Restate the entries below exactly, and keep all images out of the answer.

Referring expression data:

┄┄┄┄┄┄

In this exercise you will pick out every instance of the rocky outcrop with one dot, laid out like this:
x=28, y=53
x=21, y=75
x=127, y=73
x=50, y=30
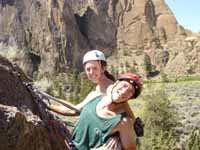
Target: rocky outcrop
x=21, y=127
x=58, y=33
x=45, y=28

┄┄┄┄┄┄

RESPONSE FOR THIS EXERCISE:
In this exercise you will pick out every instance of the rocky outcrop with one dot, laid out like this:
x=28, y=53
x=21, y=75
x=127, y=73
x=50, y=30
Target: rocky outcrop
x=21, y=127
x=58, y=33
x=45, y=28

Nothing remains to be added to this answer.